- [PROVIDED ENTRIES]:
▶

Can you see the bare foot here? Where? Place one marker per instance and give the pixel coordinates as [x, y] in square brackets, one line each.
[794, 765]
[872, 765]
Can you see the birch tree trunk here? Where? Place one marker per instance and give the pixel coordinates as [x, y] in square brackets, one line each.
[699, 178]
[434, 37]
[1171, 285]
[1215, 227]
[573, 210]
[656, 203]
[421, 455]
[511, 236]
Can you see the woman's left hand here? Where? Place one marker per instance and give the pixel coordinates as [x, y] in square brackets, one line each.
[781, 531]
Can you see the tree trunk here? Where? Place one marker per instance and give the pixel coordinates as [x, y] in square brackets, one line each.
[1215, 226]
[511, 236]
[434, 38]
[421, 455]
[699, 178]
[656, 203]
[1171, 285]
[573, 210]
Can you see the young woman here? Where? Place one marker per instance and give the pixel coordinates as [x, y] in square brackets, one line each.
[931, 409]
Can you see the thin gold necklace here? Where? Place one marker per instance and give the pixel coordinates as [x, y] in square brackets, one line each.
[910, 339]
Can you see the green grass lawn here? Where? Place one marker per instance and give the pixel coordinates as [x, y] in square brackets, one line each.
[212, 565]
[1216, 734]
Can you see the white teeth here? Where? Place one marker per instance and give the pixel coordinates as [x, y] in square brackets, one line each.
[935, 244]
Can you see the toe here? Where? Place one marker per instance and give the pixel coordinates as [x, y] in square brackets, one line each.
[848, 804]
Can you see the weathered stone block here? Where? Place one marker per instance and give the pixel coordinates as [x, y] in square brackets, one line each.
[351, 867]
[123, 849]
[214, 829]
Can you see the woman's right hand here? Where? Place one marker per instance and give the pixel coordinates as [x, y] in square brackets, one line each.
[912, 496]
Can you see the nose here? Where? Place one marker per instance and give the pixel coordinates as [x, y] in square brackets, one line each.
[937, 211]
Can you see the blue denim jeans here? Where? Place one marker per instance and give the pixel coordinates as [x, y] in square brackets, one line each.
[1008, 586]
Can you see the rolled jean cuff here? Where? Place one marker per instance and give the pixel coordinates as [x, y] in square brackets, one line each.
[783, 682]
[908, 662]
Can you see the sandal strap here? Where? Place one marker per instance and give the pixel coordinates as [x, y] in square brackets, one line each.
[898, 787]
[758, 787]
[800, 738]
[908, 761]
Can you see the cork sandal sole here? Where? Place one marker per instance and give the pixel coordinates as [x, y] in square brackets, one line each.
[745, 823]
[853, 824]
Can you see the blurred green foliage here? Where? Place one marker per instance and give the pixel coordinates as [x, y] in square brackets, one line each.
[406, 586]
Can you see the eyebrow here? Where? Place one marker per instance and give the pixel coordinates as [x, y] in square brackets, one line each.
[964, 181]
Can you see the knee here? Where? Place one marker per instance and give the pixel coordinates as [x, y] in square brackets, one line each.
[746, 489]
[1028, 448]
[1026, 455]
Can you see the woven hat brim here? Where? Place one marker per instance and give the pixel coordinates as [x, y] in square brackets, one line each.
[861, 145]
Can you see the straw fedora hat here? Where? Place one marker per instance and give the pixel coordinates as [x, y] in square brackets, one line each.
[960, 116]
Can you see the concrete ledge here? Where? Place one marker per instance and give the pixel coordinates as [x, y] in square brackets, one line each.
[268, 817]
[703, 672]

◀

- [THE REQUEST]: Reproduce every one of the rows above, substituting "point" for each occurrence of "marker" and leaving all other text unchanged.

- [TASK RESPONSE]:
Can you see the bare foot here? Where? Place one point per instance and give the pixel coordinates as [x, y] in square brackets, one line each.
[794, 765]
[872, 765]
Can you see the birch tree trunk here? Where? Place one point per instance and give the pixel coordinates as [x, y] in square brackets, one line each.
[699, 178]
[434, 37]
[1171, 285]
[1215, 227]
[573, 210]
[656, 203]
[421, 455]
[511, 236]
Can you see the woman's left hand here? Where? Place one point per instance and give the pixel coordinates as [x, y] in square brackets, one line each.
[781, 531]
Can you see the tree trunk here? Where? Place one point per instance and give the pixel coordinates as [x, y] in square brackets, one line each.
[1215, 226]
[511, 236]
[434, 38]
[421, 455]
[699, 178]
[656, 203]
[1171, 285]
[573, 210]
Can you see the young woman here? Where? Place one point per instance and give the pixel coordinates as [x, y] in square brackets, one line each.
[931, 409]
Can you see the thin gold necklace here? Where? Place one point per instance and give the pixel coordinates as [x, y] in square brackets, one line each.
[910, 339]
Can you see the green grass lawn here? Where? Place one point per instance and give the pixel coordinates as [x, y] in square brackets, one line each.
[212, 565]
[1216, 734]
Can you see the white teeth here? Where? Place one point per instance and give the pixel coordinates as [x, y] in square brackets, one line each.
[935, 244]
Can you see the toe here? Where? Place one point per instance and give the pixel coordinates as [x, y] in square brackets, one line each.
[848, 804]
Can you see the weathered stone block here? Where? Place one point per instance and give the pixel coordinates as [x, y] in square brackets, one line each.
[351, 867]
[123, 849]
[214, 829]
Can you see the woman's right hand here? Where? Place one point per instance and give the pixel coordinates as [x, y] in square brackets, one line each.
[912, 496]
Can you see the nose here? Where? Place one point per instance and give the pixel coordinates as [x, y] in square brackets, one line each.
[937, 211]
Can you see the blue denim jeans here? Where? Place one point per instance and give the pixel coordinates as [x, y] in square brackets, one line each.
[1008, 586]
Can you see the rolled jean cuff here? Where? Place one point per instance and give the pixel coordinates as [x, y] in square brackets, one line each.
[783, 682]
[908, 662]
Can you see the sandal strap here? Where? Place one point per instance and give the pixel coordinates as [x, y] in square brackets, one line each.
[898, 787]
[758, 787]
[800, 738]
[908, 761]
Can you see the cork sandal sole here? Where? Place one point per instance and give the pixel coordinates as [x, y] in square brackets, one line each.
[745, 823]
[853, 824]
Can you see the blurred green foliage here? Where? Place one point per instance and give the pixel coordinates as [x, y] in square brackets, one line each.
[406, 586]
Can you see the eyebrow here? Where? Place one point per instance and give the pixel coordinates as [x, y] in square brackets, one line each.
[964, 181]
Can you see the knee here? Where? Place one point per instance and give the pixel coordinates as [x, y] in square brackets, one line each.
[746, 489]
[1028, 448]
[1026, 455]
Can you see the woven hat brim here? Where? Place one point per instance and give the pixel coordinates as [x, y] in square brackets, one line each.
[861, 145]
Can you see the straw fedora hat here? Where? Place one point per instance and give the pixel coordinates as [x, y] in square brackets, one line each.
[960, 116]
Can you see the concrete ledge here? Where? Place one point per instance and give the pixel coordinates as [x, y] in square brackets, one line each.
[268, 817]
[703, 672]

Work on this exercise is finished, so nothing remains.